**THE PROBLEM**:
Reproduce every line of the records below, requests included, raising each pixel coordinate in the answers by 58. Leave the requests and their sample coordinates unchanged.

**ENTRIES SUPPLIED**:
::::::::::
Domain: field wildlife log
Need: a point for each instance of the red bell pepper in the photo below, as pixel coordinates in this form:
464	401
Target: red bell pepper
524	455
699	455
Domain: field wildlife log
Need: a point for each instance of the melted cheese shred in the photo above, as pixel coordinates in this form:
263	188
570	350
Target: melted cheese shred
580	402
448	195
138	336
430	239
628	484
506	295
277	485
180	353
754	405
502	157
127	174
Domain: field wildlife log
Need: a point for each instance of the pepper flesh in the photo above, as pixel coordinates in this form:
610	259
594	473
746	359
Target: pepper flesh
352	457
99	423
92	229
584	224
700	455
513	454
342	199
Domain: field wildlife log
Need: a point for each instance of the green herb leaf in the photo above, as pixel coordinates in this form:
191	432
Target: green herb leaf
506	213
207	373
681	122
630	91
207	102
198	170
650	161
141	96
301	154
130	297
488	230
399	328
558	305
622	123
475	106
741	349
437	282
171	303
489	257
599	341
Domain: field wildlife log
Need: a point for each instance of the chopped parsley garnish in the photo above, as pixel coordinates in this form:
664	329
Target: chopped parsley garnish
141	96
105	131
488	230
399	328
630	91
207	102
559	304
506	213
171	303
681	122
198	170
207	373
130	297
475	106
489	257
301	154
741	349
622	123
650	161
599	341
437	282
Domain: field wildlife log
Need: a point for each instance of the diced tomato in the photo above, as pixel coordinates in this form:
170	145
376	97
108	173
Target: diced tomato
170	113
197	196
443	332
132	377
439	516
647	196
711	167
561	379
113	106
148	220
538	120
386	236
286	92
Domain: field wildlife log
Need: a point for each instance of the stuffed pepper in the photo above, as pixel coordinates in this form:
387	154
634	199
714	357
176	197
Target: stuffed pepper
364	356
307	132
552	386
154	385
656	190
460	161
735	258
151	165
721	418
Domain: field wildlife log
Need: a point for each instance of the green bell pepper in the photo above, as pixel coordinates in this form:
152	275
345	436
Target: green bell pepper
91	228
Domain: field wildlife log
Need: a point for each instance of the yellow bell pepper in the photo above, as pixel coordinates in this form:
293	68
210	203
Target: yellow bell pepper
::::::::::
**WRITTEN RESPONSE**:
Domain: field wildlife log
Need: a point for each instance of the red bell pepper in the photo below, as pixel coordinates in this form:
464	401
Target: red bell pepper
582	513
757	513
Domain: field wildlife log
Need: a point for each instance of the melted cheese shred in the photo above, as pixel coordinates in this form:
263	188
570	350
Target: melted cheese shred
638	460
506	253
196	394
488	297
686	542
564	353
335	543
238	411
812	463
560	215
185	232
Domain: field wildlife log
Need: a point for each instance of the pepper flesh in the photo above, as pixel coordinates in this form:
610	259
594	473
746	359
Target: pepper flesh
410	515
157	481
150	287
642	282
758	513
571	512
400	257
Domain: field wildlife log
Need: a point for each instance of the green herb leaf in the photo above, as pixel coordinates in this form:
191	432
Target: green herb leaf
564	271
265	431
739	180
688	149
265	160
256	228
708	219
199	154
359	212
188	355
546	288
457	386
616	363
680	181
533	164
799	407
495	340
229	361
547	315
657	399
Domain: field wildlife log
Need: a point for each instance of the chopped parsley garnish in the photo above, as pixel coordinates in this form:
664	329
Target: chopped parsley garnish
199	154
163	189
546	288
457	386
688	149
265	160
617	362
564	271
229	361
739	180
256	228
265	431
188	355
533	164
547	315
359	212
799	407
680	181
708	219
657	399
495	340
Domain: field wildlife log
Need: a point for each instance of the diced tomato in the photo above, as pixel coordinates in this form:
170	145
376	97
108	173
Target: diced tomato
228	171
255	254
501	390
190	435
497	574
705	254
769	225
619	437
171	164
206	278
596	178
444	294
344	150
Domain: field wildlife log
Need: a point for each instance of the stuffed pepper in the photo above, as pixel coordinates in this form:
387	154
634	199
714	357
176	197
Target: stuffed pepper
422	414
365	190
610	444
212	443
714	248
518	219
793	316
209	223
779	476
Domain: field wildlife log
Need: a point for each instance of the green bell pepper in the photo above, as pixel coordinates in this form:
152	275
345	436
Target: green bell pepper
149	286
Domain: field wildlife log
Need: a point for each instance of the yellow bell pepper in the photo above, as pixel coordinates in this form:
293	68
210	203
Target: yellow bell pepper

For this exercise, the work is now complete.